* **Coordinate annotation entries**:
-- Begin --
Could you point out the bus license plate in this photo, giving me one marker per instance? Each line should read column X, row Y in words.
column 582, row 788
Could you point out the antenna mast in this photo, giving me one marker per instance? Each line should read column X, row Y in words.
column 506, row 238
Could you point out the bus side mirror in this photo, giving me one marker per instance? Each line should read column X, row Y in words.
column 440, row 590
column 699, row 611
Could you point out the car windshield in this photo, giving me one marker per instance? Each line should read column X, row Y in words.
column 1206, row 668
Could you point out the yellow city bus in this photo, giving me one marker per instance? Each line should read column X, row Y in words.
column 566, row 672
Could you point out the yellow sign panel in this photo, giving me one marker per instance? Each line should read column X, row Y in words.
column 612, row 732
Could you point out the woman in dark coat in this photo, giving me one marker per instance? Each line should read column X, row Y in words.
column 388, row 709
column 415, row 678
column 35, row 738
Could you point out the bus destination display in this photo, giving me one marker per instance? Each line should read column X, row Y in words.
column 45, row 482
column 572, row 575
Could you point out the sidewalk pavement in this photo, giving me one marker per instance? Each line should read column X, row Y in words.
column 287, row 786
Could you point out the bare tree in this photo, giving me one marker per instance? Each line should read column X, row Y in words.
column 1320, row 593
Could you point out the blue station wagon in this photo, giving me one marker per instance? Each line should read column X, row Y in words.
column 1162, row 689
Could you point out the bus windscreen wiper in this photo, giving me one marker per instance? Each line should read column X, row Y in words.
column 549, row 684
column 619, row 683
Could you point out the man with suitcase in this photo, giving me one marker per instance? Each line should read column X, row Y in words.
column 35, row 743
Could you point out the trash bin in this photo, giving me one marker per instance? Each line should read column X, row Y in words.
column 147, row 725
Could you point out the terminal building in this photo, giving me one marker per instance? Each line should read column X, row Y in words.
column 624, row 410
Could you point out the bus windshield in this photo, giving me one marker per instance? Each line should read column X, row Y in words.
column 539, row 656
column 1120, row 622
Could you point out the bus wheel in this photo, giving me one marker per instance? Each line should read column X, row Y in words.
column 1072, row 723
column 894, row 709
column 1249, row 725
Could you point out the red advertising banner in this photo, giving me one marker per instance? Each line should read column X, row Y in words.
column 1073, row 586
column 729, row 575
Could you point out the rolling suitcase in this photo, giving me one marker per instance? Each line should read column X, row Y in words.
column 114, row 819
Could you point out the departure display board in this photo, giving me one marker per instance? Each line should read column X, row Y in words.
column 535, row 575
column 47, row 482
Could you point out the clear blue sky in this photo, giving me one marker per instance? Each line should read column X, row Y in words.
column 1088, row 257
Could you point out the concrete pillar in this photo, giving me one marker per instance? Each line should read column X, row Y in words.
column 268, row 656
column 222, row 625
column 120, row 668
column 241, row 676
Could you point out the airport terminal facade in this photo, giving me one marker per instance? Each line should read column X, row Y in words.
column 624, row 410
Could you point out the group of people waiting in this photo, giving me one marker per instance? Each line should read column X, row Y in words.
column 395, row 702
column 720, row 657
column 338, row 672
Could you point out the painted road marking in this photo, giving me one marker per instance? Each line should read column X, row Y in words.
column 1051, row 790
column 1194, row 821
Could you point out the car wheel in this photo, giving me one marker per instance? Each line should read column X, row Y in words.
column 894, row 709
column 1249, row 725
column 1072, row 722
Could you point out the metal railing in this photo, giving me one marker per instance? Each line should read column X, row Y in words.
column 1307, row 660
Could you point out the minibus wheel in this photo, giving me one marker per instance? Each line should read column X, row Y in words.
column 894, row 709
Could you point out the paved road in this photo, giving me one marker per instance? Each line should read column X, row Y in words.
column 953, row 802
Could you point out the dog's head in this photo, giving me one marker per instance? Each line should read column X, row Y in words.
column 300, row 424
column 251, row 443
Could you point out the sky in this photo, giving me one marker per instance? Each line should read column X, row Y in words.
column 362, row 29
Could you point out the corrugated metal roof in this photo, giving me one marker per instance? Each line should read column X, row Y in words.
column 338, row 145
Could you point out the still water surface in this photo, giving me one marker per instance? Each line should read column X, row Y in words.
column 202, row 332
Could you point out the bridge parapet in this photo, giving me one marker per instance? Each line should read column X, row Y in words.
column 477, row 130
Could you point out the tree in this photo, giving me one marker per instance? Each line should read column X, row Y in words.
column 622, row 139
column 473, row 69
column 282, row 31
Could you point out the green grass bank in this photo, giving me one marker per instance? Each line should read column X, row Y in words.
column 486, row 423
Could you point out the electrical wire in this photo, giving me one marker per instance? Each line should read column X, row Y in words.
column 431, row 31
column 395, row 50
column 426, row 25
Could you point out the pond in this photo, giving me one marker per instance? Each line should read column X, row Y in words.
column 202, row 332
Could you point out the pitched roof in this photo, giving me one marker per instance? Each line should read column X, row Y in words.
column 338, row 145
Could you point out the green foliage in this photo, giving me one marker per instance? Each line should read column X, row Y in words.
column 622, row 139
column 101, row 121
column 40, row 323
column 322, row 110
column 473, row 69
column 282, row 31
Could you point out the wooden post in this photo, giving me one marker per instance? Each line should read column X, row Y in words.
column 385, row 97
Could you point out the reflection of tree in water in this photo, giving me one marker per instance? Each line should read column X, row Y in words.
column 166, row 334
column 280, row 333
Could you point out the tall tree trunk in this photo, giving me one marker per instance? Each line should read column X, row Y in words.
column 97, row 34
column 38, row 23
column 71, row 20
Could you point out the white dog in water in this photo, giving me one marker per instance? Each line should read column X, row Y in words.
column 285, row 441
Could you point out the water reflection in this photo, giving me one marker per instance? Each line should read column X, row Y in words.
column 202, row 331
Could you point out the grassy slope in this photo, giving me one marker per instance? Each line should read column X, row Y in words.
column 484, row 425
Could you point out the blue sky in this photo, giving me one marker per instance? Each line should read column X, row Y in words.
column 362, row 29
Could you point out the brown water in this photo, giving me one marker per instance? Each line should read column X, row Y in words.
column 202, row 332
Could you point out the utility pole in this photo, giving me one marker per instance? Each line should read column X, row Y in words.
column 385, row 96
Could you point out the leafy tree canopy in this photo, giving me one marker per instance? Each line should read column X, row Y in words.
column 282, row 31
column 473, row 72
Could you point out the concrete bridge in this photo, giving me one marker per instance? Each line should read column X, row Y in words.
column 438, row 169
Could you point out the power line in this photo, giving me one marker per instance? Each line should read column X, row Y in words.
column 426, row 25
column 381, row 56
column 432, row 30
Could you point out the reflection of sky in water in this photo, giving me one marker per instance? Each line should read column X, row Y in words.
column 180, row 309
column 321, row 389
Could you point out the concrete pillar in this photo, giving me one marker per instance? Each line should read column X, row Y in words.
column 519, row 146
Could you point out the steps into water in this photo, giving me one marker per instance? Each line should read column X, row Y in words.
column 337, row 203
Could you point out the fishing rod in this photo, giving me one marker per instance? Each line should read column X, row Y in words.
-- End --
* **Direction**: Return all of the material above verbatim, with every line unchanged.

* **Response to the exercise**:
Could you point out the bus license plate in this photo, giving me one marker per instance? Each line should read column X, row Y in words.
column 582, row 788
Could you point out the antenna mast in this photo, giving me one marker per instance? Each line should read column X, row Y in words.
column 506, row 238
Could you point out the bus side mirror in this photo, giving me one marker per instance? Each line should read column X, row Y in words.
column 440, row 590
column 699, row 611
Could you point out the car windshield in this photo, giving me one marker per instance? Each line should read column X, row Y in words.
column 1206, row 668
Could you point out the yellow city bus in this photo, giving me one marker per instance? Each line should read column X, row Y in words.
column 566, row 672
Could you point out the yellow sign panel in this photo, giving me one marker per instance? Each line should read column X, row Y in words.
column 612, row 732
Could you point out the woman in dark coat in this photo, giving me one marker per instance? Each line should read column X, row Y in words.
column 388, row 709
column 415, row 678
column 35, row 738
Could you point out the bus destination display in this photo, giving me one marker per instance? Each line should read column X, row Y in words.
column 45, row 482
column 572, row 575
Could you point out the sidewalk pavement in this photo, giving me one marker per instance? Each line should read column X, row Y in words.
column 287, row 786
Could you point out the bare tree in this photo, giving me one marker per instance? Each line should read column X, row Y in words.
column 1320, row 593
Could you point out the blue station wagon in this photo, giving me one marker per instance? Each line should read column X, row Y in words.
column 1162, row 689
Could you point out the bus windscreen wiper in this photo, giving me one marker per instance? Each line should read column X, row Y in words.
column 549, row 684
column 619, row 683
Could you point out the man with suitcase in this photo, giving me one marker per instance? Each line should read column X, row Y in words.
column 35, row 743
Could you point out the trash bin in this photo, giving me one marker per instance? Each line should read column X, row Y in words.
column 147, row 725
Could you point out the terminal building in this photo, giving me one marker per instance? Each line should read column X, row Y in words.
column 624, row 410
Could you point out the bus windshield in this photo, giving me one marker per instance? Each line should read column X, row Y in words.
column 539, row 656
column 1120, row 622
Could you point out the bus wheel in this photo, giving me one marker per instance? Each line should read column X, row Y in words.
column 1072, row 723
column 894, row 709
column 1249, row 725
Could you point out the red advertising banner in this photo, giving me one marker per instance? Each line should read column X, row Y in words.
column 1073, row 586
column 729, row 575
Could you point out the rolling suitcase in this photo, giving me one marker per instance? Each line should read column X, row Y in words.
column 114, row 819
Could you point out the departure display board in this photo, giving me one marker per instance? Each line should read column X, row Y in words.
column 535, row 575
column 47, row 482
Could you point out the clear blue sky in this photo, giving me one marker per instance? Each line should read column X, row Y in words.
column 1088, row 257
Could you point out the concrete pillar in this photo, giving me one marker per instance? Each line should read column X, row Y in words.
column 268, row 656
column 222, row 625
column 120, row 668
column 241, row 676
Could you point out the airport terminal facade in this photo, giving me one marker per instance? Each line should read column X, row Y in words.
column 624, row 410
Could you point out the group of people waiting in this photo, giving me one marker per instance? Each line should read column X, row Y in words.
column 395, row 702
column 720, row 657
column 338, row 672
Could you point out the painted road marking in this photo, giving me one marker per instance? Each line should read column X, row Y in words.
column 1051, row 790
column 1194, row 821
Could you point out the car wheel in this photo, giving me one marker per instance? Each line should read column X, row Y in words.
column 894, row 709
column 1249, row 725
column 1072, row 722
Could you point out the metal railing in this photo, giving me one marker per instance? Each line should read column X, row Y in words.
column 1307, row 660
Could you point out the minibus wheel in this photo, giving me one marker per instance? Each line should read column X, row Y in words.
column 894, row 709
Could you point out the paved road in this photo, giving me one marker per instance? Each line should read column X, row Y in words.
column 953, row 802
Could you point out the dog's head in this photo, giving me one marker per instance? Each line should read column X, row Y in words.
column 300, row 424
column 251, row 443
Could you point out the sky in this photo, giving me one marker per instance? Each line should read column X, row Y in words.
column 362, row 29
Could you point out the corrugated metal roof in this photo, giving me one marker per instance? Each line should read column X, row Y in words.
column 338, row 145
Could you point out the still water surface in this photo, giving me one marker per instance? Each line should read column X, row Y in words.
column 202, row 332
Could you point out the bridge parapet in this photo, giving me one marker per instance? Each line should read column X, row Y in words.
column 477, row 130
Could you point out the tree in this photo, giving me one marker per instance? Each line should read column X, row Y in words.
column 622, row 139
column 473, row 69
column 282, row 31
Could you point out the green grass bank in this photo, giving me one marker per instance? Each line should read column X, row Y in words.
column 486, row 423
Could you point out the electrical wire in this photo, giving me one marker per instance? Each line should read column X, row Y in words.
column 431, row 31
column 395, row 50
column 426, row 25
Could you point out the pond in this photo, giving me one marker per instance? Each line should read column X, row Y in words.
column 202, row 332
Could you point out the pitched roof in this photo, giving me one marker per instance? Each line should read column X, row Y in words.
column 338, row 145
Could you point out the green foliage in this photo, giving me one marker per instance? Each line should read column X, row Y in words.
column 622, row 139
column 101, row 121
column 40, row 323
column 322, row 110
column 473, row 69
column 282, row 31
Could you point out the wooden post in this photo, giving me one marker per instance? Each line should read column X, row Y in words.
column 385, row 97
Could you point out the reflection of tree in water in this photo, giving me one marker per instance? Each line should read column X, row Y in words.
column 166, row 334
column 280, row 333
Could you point out the tall tree trunk in this photo, giving me one marker per instance? Each line should read column X, row Y in words.
column 97, row 34
column 38, row 23
column 71, row 20
Could you point out the white dog in water in this photo, giving me one marker per instance? Each line should read column X, row Y in words.
column 285, row 441
Could you point out the water reflection in this photo, giving me one marker per instance? Each line should read column X, row Y in words.
column 202, row 331
Could you point out the grassy slope in this photo, giving me one marker per instance? Each line should read column X, row Y in words.
column 484, row 425
Could you point out the blue sky in this photo, giving me one marker per instance? Each line should read column X, row Y in words.
column 362, row 29
Could you point out the brown water in this photo, giving me one marker per instance? Each line should read column X, row Y in words.
column 202, row 332
Could you point out the utility pole in this photo, giving me one marker per instance? Each line should read column X, row Y in words.
column 385, row 96
Could you point out the leafy tree canopy in this photo, giving me one marker per instance? Each line should read column X, row Y in words.
column 282, row 31
column 473, row 72
Could you point out the concrete bridge in this photo, giving me one marker per instance? Each line should read column X, row Y in words.
column 438, row 169
Could you point out the power line in this photo, giving me one marker per instance? Each line should read column X, row Y in words.
column 426, row 25
column 381, row 56
column 432, row 30
Could you point out the reflection of sky in water in this photo, giving me one marker per instance? Each line should read column X, row Y in words.
column 180, row 309
column 321, row 389
Could you point out the concrete pillar in this photo, giving me one marker per instance? Each line should read column X, row Y in words.
column 519, row 146
Could you point out the steps into water in this photo, giving me one marker per instance? Each line should read column X, row Y in words.
column 337, row 203
Could you point out the fishing rod in this photo, giving me one marker per instance? Each line should read column X, row Y in words.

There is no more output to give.